◆ Excerpted text
I look in the mirror and wonder what parts of my face match with yours. I clearly look a lot like my mother, but these brown eyes aren't hers. Where did this blondish hair come from? Do I smile like you? I shake my head—honestly, I don't want to know. It doesn't matter. But then again, maybe it does.
From a young age, I've always known that my biological father wasn't going to be a part of my life. I had a mom who played both roles. Well, until she fell in love with another man. This "other dad" took me in as his own even before he married her. He took on the role of being a father to another man's child. This is something I can't even begin to comprehend, that you love a child so deeply you are willing to do anything for them, not caring that your blood isn't running through their veins, but you act as if it is. Maybe it's the fact that I'm only 20 and don't have a family of my own that I can't truly understand what kind of love that takes. He's been there for everything from losing teeth, the big basketball game and the major life events. But I always seem to find myself wondering about the bio-dad. The one who gave me up. So, bio-dad, here is a letter from the daughter you didn't want.
Dear Bio-dad,
I want to start with something simple so you get that this letter is one from my heart in its truest form. I don't hate you anymore. I did, though, for a long time. Probably too long, actually. Sometimes I wish you could see how well I'm doing in life without you, but other times I don't want you to know anything about what I'm doing. Did you know I don't even know what your face looks like? I've been told you have other kids now, a few daughters even. I hope that you never forget to tell them you love them when they leave, that you provide them with all the love and support that you didn't for me. I don't give you credit for anything I accomplish, but I do want to give you credit for something because it is important to who I am today.

◆ Given data

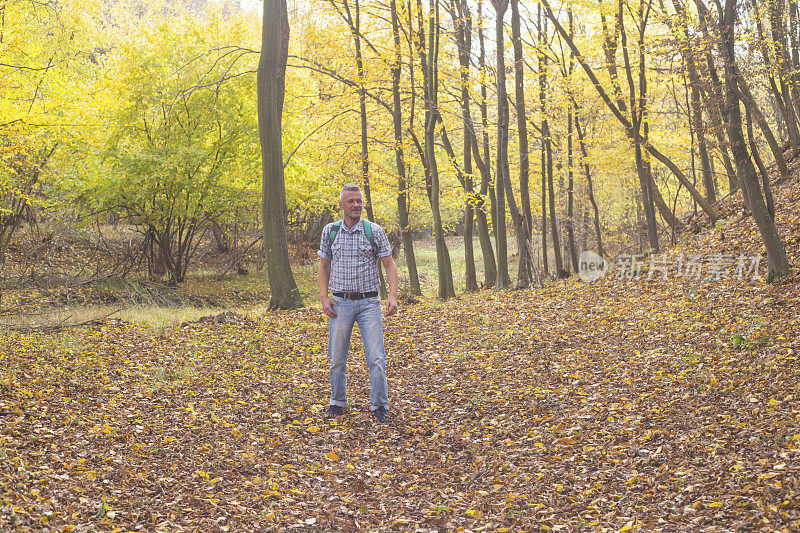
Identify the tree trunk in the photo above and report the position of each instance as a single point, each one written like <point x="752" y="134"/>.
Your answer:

◆ Task to carry out
Retype the essay about the biological father above, from "I look in the" up to and including "maybe it does.", without changing anything.

◆ Result below
I look in the mirror and wonder what parts of my face match with yours. I clearly look a lot like my mother, but these brown eyes aren't hers. Where did this blondish hair come from? Do I smile like you? I shake my head—honestly, I don't want to know. It doesn't matter. But then again, maybe it does.